▶ _Exercise data_:
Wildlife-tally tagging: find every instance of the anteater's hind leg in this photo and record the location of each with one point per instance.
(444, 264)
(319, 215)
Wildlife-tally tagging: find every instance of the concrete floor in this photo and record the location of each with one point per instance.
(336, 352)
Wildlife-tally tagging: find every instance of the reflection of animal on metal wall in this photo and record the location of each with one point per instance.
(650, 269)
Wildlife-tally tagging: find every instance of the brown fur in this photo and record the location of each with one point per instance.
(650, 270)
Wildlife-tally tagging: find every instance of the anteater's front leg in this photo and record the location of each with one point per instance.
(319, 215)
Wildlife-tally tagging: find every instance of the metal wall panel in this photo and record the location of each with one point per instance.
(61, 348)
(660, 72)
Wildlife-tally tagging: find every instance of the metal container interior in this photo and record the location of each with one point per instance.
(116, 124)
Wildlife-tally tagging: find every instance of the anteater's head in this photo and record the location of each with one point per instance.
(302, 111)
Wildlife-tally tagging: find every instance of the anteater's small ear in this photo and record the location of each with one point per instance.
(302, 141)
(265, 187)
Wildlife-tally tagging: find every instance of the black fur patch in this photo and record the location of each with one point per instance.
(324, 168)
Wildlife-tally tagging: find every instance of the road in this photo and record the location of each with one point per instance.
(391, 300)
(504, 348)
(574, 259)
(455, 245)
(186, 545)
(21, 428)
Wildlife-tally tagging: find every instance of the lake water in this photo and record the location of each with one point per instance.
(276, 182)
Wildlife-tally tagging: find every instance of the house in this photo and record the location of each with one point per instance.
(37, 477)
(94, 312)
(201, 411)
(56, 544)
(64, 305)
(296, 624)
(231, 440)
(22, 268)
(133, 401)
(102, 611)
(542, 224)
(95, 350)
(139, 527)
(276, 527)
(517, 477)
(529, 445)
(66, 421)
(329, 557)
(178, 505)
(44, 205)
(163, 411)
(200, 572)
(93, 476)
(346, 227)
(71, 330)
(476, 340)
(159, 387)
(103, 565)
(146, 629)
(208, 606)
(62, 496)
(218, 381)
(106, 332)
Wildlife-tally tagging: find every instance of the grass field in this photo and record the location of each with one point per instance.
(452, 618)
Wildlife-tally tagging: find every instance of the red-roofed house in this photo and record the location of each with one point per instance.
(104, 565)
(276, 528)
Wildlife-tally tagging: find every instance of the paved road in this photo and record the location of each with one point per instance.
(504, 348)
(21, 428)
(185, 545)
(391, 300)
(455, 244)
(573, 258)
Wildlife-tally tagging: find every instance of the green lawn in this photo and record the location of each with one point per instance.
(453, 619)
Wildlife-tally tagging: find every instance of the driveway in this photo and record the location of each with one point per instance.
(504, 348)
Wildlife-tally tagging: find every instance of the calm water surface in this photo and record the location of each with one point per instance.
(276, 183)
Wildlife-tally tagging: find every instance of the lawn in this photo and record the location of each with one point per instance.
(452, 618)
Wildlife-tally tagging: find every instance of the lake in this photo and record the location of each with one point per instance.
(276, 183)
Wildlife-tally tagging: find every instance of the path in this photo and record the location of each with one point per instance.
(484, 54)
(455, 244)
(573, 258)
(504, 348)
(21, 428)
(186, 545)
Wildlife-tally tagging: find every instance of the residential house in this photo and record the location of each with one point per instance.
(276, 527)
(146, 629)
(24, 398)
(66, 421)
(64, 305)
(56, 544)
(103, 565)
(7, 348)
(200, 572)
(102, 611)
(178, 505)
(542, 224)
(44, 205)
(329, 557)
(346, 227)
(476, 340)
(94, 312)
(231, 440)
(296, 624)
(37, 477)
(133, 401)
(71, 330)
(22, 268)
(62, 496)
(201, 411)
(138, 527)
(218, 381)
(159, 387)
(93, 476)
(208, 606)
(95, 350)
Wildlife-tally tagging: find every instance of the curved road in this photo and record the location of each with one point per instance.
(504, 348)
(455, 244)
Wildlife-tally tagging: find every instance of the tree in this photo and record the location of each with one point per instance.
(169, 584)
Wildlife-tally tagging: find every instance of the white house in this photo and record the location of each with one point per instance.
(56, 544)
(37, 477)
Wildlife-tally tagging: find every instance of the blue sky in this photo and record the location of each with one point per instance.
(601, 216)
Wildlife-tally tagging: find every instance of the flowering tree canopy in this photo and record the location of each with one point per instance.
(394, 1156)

▶ _Work to be completed_: Would you quote, exactly and only, the lines from the one containing "Wildlife-tally tagging: find every instance of the lake in" to the end of the entries?

▶ _Answer for the task_:
Wildlife-tally tagging: find every instance of the lake in this photo and record the location of each with one point per instance.
(276, 183)
Wildlife-tally tagging: find every instance of the path in this photo and record the location of each with one point per instance.
(484, 54)
(455, 244)
(573, 258)
(504, 348)
(21, 428)
(186, 545)
Wildlife-tally tagging: find every instance of the residential house in this photo and record the location of each with one point per instance.
(276, 527)
(146, 629)
(24, 398)
(66, 421)
(64, 305)
(56, 544)
(103, 565)
(7, 348)
(200, 572)
(102, 611)
(178, 505)
(542, 224)
(44, 205)
(329, 557)
(346, 227)
(476, 340)
(94, 312)
(231, 440)
(296, 624)
(37, 477)
(133, 401)
(71, 330)
(22, 268)
(62, 496)
(201, 411)
(138, 527)
(218, 381)
(159, 387)
(93, 476)
(208, 606)
(95, 350)
Wildlife-tally tagging: find every instance of the curved road in this photo and record the location of each with one point per instance.
(504, 348)
(455, 244)
Wildlife-tally tagging: find every instance of the tree in this photo and record the location of each with one point per instance.
(169, 584)
Wildlife-tally tagging: find every instance of the white house in this photo and record the location of each with one point per instance.
(56, 544)
(37, 477)
Wildlife-tally tagging: find every instance of the blue sky in this photo and record the location of each with one point per instance.
(601, 216)
Wildlife-tally tagging: find every instance of the flowering tree canopy in this photo and record the location of each with one point per instance.
(394, 1156)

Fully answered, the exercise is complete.